Point annotation dataset listing
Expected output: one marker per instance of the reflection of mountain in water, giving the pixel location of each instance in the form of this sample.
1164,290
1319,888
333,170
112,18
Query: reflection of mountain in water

**Exercise description**
Return every line of the listing above verbatim, in the same order and without any changes.

**Output of the task**
Expected output: one marker per instance of the reflection of mountain in water, giving the pixel location of each instance in the form of this sample.
1164,290
1319,888
333,170
112,18
Query: reflection of mountain in water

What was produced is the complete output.